Instructions for the task
Write the next part of the text on aggregations and grouping, starting right after its final sentence.

Text shown
begin

Aggregations and Grouping#
Some operations such as the sum or the average of a column are called aggregations. Aggregations are operations that reduce the number of rows in a column.
Global Aggregations#
An aggregation can be applied on an entire DataFrame, for example to get the mean on a specific column:
import daft
df = daft.from_pydict({
"class": ["a", "a", "b", "b"],
"score": [10, 20., 30., 40],
})
df.mean("score").show()
╭─────────╮
│ score │
│ --- │
│ Float64 │
╞═════════╡
│ 25 │
╰─────────╯
(Showing first 1 of 1 rows)
For a full list of available Dataframe aggregations, see: Aggregations.
Aggregations can also be mixed and matched across columns, via the agg
method:
df.agg(
df["score"].mean().alias("mean_score"),
df["score"].max().alias("max_score"),
df["class"].count().alias("class_count"),
).show()
╭────────────┬───────────┬─────────────╮
│ mean_score ┆ max_score ┆ class_count │
│ --- ┆ --- ┆ --- │
│ Float64 ┆ Float64 ┆ UInt64 │
╞════════════╪═══════════╪═════════════╡
│ 25 ┆ 40 ┆ 4 │
╰────────────┴───────────┴─────────────╯
(Showing first 1 of 1 rows)
For a full list of available aggregation expressions, see: Aggregation Expressions
Grouped Aggregations#
Aggregations can also be called on a “Grouped DataFrame”. For the above example, perhaps we want to get the mean “score” not for the entire DataFrame, but for each “class”.

end

Supplied data
begin

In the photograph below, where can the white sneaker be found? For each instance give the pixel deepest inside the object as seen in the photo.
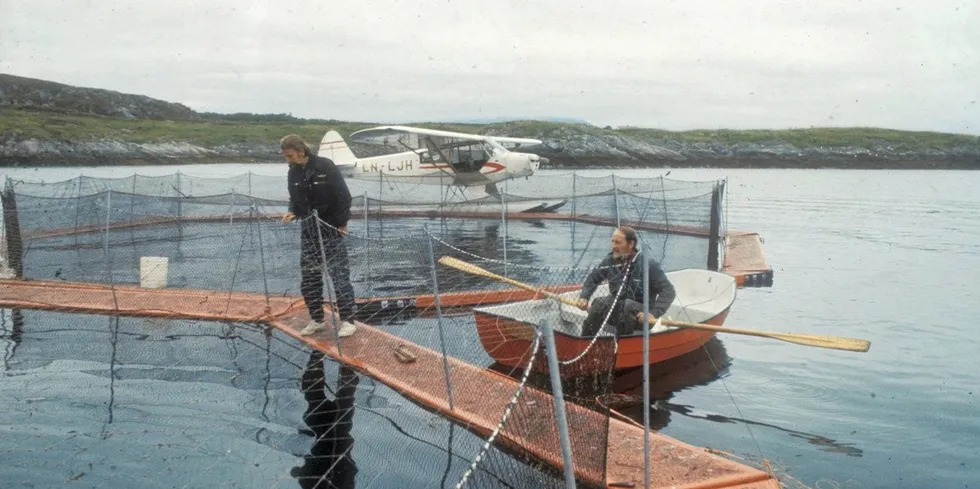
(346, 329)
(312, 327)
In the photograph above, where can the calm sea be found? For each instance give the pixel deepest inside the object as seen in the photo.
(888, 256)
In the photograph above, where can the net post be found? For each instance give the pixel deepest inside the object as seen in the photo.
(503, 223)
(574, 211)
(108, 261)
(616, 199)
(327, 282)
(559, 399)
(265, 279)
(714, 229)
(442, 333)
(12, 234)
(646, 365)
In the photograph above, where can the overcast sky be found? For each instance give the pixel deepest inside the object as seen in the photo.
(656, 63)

end
begin

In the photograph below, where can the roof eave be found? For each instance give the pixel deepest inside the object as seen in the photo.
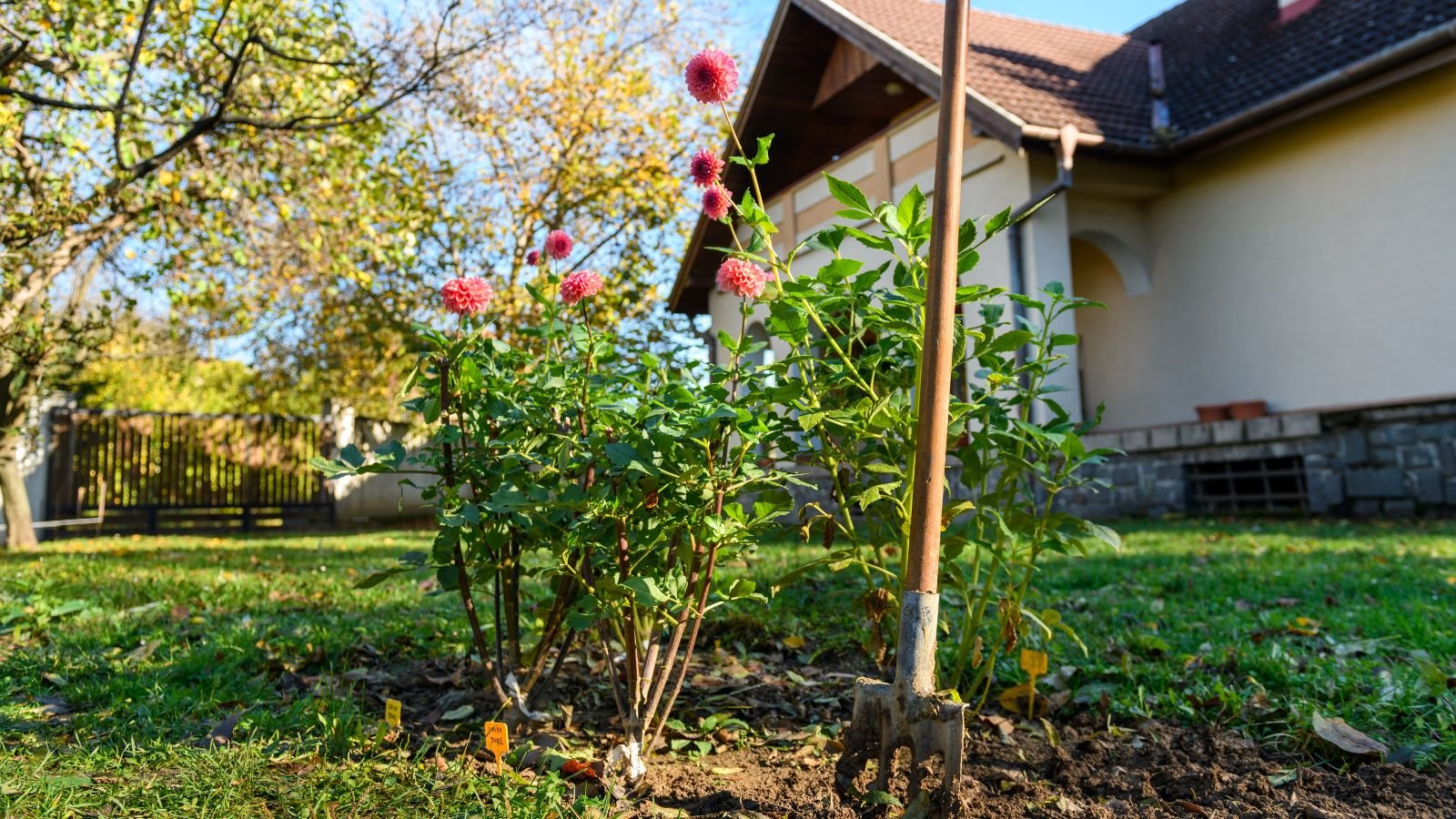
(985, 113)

end

Result of the exercise
Let’s run the mean of column “score” again, but this time grouped by “class”:
df.groupby("class").mean("score").show()
╭───────┬─────────╮
│ class ┆ score │
│ --- ┆ --- │
│ Utf8 ┆ Float64 │
╞═══════╪═════════╡
│ a ┆ 15 │
├╌╌╌╌╌╌╌┼╌╌╌╌╌╌╌╌╌┤
│ b ┆ 35 │
╰───────┴─────────╯
(Showing first 2 of 2 rows)
To run multiple aggregations on a Grouped DataFrame, you can use the agg
method:
df.groupby("class").agg(
df["score"].mean().alias("mean_score"),
df["score"].max().alias("max_score"),
).show()
╭───────┬────────────┬───────────╮
│ class ┆ mean_score ┆ max_score │
│ --- ┆ --- ┆ --- │
│ Utf8 ┆ Float64 ┆ Float64 │
╞═══════╪════════════╪═══════════╡
│ a ┆ 15 ┆ 20 │
├╌╌╌╌╌╌╌┼╌╌╌╌╌╌╌╌╌╌╌╌┼╌╌╌╌╌╌╌╌╌╌╌┤
│ b ┆ 35 ┆ 40 │
╰───────┴────────────┴───────────╯
(Showing first 2 of 2 rows)